Set problem 1:
Using the text below about golf in Tasmania, say whether each statement agrees with it, answering yes or no and quoting the words that decide it: (a) Australia's first round of golf was played near Launceston in the 1820s; (b) Cape Wickham and Ocean Dunes are both on King Island; (c) the challenging third hole at the Tasmania Club is modelled on the 18th at Pebble Beach.

Page extract:

About 20 per cent of Tasmania is Wilderness World Heritage Area. But not all of the green found in the state belongs to ancient forests. Travelers are also packing woods and irons for their adventures to Australia's island state. With sweeping seaside links bordered by surf beaches – the emerald fairways and velvet greens of championship 18-hole courses – spectacular cliff-top holes with wide ocean views – these are just some of the experiences that bring keen golfers from around the world to follow their passion in Tasmania.

Australia's first round of golf was played near Hobart in the 1820s. Tasmanians now are spoiled for fairways and claim more courses per capita than anywhere else in the country. Today, the island has more than 80 golf courses, most run by clubs and a sprinkling of public courses too. No matter which fairway you tee off from, there will be a warm Tasmanian welcome waiting.

Excellent 18-hole courses include the championship courses of Royal Hobart, Tasmania Golf Club, Kingston Beach and Claremont in the south, Launceston Country Club in the north, and Devonport and Ulverstone in the north-west. Tasmania also offers some of the most spectacular golfing backdrops. The magnificent Barnbougle Dunes and Barnbougle Lost Farm at Bridport are both true seaside links courses in the authentic Scottish style and are widely acclaimed as two of the nation's finest golfing experiences as are the more recently opened Cape Wickham and Ocean Dunes, both on King Island.

Find layouts with scenic seaside greens on King Island and the Tasman Peninsula – get it wrong from the spectacular cliff top tee at the Tasman Club's par-3 eighth at Storm Bay, near the Port Arthur convict settlement, and bid adieu to your ball as it disappears into a rock gorge then in to the ocean far below.

At the Tasmania Club in Hobart, tee-off on the challenging third hole, modelled on the famous 18th at Pebble Beach.

The Claremont Golf Course, on a scenic peninsula jutting into the River Derwent, has views of the river and kunanyi / Mt Wellington from all nine holes.

A block of data:
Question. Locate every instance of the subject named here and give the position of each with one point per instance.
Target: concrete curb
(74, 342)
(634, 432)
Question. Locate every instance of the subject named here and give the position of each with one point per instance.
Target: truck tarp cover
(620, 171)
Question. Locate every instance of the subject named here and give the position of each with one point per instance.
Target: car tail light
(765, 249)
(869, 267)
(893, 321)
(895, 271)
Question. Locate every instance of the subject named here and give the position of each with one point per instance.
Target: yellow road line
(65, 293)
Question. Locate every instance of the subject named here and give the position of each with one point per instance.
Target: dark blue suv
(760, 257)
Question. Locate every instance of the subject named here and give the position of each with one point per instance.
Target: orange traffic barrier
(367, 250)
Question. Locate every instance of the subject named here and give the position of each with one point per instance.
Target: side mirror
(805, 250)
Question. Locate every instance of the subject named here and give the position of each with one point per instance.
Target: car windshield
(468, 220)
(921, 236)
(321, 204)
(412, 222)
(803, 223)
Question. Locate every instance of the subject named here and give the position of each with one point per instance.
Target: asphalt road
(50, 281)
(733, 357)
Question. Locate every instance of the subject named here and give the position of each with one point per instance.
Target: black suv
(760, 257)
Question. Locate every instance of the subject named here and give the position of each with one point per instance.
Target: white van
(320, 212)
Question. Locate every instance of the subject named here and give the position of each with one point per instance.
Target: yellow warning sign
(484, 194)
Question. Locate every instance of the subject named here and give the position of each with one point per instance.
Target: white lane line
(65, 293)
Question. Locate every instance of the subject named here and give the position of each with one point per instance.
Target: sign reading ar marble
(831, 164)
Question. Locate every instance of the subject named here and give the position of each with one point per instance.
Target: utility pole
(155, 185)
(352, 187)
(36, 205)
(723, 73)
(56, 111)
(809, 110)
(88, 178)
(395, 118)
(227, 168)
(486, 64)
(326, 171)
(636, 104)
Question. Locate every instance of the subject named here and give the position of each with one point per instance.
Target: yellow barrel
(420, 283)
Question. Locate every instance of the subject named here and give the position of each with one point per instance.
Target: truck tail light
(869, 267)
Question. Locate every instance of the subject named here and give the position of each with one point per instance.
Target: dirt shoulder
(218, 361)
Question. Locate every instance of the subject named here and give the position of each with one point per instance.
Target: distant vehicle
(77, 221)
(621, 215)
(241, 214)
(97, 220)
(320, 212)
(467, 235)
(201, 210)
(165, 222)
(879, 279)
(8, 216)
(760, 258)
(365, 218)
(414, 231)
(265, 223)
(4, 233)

Set problem 2:
Show every line of the listing above that contains the string "truck", treating uppercase and lowercase as different.

Right answer 1:
(a) No: "Australia's first round of golf was played near Hobart in the 1820s."
(b) Yes: "the more recently opened Cape Wickham and Ocean Dunes, both on King Island"
(c) Yes: "tee-off on the challenging third hole, modelled on the famous 18th at Pebble Beach"

Right answer 2:
Target: truck tarp cover
Target: truck tail light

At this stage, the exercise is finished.